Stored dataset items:

-------

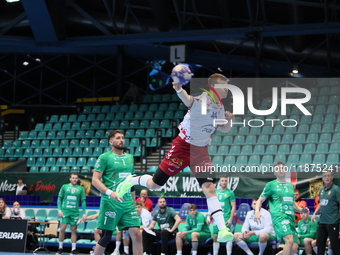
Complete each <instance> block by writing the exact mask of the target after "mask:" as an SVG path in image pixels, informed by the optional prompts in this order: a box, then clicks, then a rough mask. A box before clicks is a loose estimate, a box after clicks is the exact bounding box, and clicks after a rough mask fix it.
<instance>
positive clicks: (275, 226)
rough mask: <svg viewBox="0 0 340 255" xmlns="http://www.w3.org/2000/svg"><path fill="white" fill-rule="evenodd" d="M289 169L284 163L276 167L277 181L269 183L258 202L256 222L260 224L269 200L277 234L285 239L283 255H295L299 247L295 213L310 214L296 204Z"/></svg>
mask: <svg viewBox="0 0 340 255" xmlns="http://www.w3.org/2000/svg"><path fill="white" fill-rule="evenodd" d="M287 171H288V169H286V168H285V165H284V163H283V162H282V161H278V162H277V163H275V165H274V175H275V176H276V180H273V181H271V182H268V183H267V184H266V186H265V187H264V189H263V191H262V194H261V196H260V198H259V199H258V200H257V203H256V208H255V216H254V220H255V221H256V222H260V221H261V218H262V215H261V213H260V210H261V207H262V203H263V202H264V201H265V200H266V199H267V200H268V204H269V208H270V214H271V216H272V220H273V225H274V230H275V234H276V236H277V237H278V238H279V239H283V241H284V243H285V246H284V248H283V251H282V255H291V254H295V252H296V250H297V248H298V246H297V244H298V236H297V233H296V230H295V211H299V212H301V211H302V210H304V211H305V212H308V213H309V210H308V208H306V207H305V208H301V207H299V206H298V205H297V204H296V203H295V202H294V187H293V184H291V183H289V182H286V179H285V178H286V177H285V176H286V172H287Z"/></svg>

-------

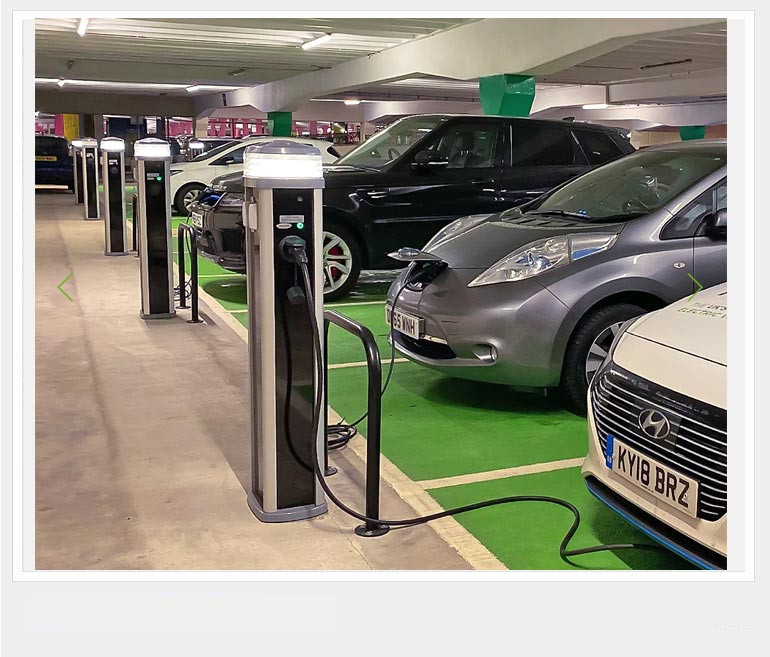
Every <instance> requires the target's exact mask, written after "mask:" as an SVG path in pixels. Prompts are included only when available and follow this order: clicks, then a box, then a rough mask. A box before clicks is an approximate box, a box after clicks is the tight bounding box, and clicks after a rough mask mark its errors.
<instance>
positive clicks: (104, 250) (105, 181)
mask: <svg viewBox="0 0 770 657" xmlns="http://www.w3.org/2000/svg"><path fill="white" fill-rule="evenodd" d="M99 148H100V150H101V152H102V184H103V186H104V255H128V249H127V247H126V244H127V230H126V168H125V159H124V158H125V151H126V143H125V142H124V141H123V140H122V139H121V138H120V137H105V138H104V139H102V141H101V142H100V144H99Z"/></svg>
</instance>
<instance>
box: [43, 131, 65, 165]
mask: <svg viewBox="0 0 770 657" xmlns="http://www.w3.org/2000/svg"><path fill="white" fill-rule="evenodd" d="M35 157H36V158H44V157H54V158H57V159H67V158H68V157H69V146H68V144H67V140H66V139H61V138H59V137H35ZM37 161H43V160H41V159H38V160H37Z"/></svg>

-------

How many lines in the records contain the string "positive"? Treat matching as case-sensitive and reply with the number alone.

2